*** Records to use ***

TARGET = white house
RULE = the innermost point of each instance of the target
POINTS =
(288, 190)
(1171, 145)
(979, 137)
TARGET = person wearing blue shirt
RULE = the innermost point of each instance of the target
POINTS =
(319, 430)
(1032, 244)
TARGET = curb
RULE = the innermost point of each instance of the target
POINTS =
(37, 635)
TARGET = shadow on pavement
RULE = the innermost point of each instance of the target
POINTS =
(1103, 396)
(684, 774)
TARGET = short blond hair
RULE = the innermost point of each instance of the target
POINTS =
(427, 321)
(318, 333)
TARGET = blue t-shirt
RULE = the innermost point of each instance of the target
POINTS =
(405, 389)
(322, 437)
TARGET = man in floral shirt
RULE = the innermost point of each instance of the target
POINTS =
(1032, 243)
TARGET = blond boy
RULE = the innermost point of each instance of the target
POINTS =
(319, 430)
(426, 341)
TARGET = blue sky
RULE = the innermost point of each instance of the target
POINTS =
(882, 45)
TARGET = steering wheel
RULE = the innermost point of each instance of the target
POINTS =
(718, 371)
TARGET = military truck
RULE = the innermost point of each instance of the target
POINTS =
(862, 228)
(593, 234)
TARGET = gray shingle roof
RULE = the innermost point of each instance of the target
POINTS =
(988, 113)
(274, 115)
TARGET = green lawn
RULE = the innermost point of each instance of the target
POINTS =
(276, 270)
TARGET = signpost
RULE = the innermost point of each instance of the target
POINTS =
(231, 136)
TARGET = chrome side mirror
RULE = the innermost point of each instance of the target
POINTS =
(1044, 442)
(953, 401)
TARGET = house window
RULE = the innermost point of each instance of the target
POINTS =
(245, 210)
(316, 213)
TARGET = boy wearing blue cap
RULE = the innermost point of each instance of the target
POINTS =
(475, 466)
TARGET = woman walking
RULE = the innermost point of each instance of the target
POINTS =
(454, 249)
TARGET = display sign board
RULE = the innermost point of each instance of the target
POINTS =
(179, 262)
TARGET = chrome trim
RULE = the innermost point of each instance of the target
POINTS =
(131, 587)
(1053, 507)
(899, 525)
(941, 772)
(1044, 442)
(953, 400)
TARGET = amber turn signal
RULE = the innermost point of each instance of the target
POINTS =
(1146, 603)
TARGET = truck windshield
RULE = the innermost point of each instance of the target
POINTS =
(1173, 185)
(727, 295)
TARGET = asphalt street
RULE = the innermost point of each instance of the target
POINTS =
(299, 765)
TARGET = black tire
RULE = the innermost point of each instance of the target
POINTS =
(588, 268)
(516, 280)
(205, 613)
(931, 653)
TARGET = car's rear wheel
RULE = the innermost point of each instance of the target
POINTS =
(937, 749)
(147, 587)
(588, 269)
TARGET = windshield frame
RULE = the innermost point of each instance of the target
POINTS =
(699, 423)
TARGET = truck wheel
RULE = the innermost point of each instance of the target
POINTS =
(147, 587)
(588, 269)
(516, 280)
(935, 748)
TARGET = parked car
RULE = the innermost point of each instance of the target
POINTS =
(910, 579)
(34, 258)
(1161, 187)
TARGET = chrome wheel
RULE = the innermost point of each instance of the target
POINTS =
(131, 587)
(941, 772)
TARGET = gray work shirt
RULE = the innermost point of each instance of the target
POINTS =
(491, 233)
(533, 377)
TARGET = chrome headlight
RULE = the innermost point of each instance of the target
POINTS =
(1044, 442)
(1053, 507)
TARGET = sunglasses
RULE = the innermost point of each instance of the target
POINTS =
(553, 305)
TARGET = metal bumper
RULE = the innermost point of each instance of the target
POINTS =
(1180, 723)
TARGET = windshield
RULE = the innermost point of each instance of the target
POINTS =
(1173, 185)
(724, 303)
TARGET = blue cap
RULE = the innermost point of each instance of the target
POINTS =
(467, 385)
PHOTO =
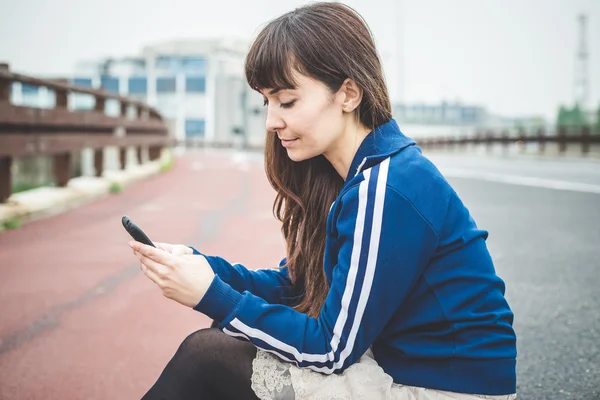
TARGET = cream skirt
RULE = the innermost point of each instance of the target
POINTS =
(274, 379)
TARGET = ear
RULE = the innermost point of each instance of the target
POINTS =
(352, 95)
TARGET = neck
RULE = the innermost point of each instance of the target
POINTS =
(342, 152)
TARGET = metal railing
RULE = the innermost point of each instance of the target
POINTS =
(564, 136)
(59, 131)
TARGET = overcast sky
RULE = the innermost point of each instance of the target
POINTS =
(515, 57)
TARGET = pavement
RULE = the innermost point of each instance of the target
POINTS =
(43, 202)
(80, 321)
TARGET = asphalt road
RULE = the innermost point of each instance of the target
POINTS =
(546, 246)
(79, 321)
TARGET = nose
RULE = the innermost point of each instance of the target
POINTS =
(274, 122)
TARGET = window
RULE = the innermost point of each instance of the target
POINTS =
(110, 84)
(194, 84)
(166, 85)
(29, 89)
(194, 127)
(175, 64)
(138, 85)
(85, 82)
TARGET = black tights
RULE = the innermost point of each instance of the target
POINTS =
(208, 365)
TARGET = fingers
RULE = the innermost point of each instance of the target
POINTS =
(155, 254)
(164, 246)
(157, 268)
(150, 274)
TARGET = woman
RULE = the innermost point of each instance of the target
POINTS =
(387, 291)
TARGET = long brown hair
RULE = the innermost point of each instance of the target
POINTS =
(329, 42)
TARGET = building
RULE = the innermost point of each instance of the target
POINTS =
(197, 85)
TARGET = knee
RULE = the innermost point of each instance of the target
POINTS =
(201, 345)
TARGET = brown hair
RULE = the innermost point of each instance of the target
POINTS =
(329, 42)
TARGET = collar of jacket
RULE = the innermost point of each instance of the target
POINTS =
(382, 142)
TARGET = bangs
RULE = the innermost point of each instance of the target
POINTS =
(270, 63)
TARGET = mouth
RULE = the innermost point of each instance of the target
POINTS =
(288, 142)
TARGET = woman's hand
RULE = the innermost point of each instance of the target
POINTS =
(183, 278)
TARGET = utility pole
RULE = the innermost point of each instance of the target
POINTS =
(582, 84)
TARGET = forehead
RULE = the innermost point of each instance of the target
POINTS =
(302, 82)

*** End of Records to use ***

**Task directions**
Filter the data for the string "blond" and copy every line that has it.

**Task result**
TARGET = short blond hair
TARGET = blond boy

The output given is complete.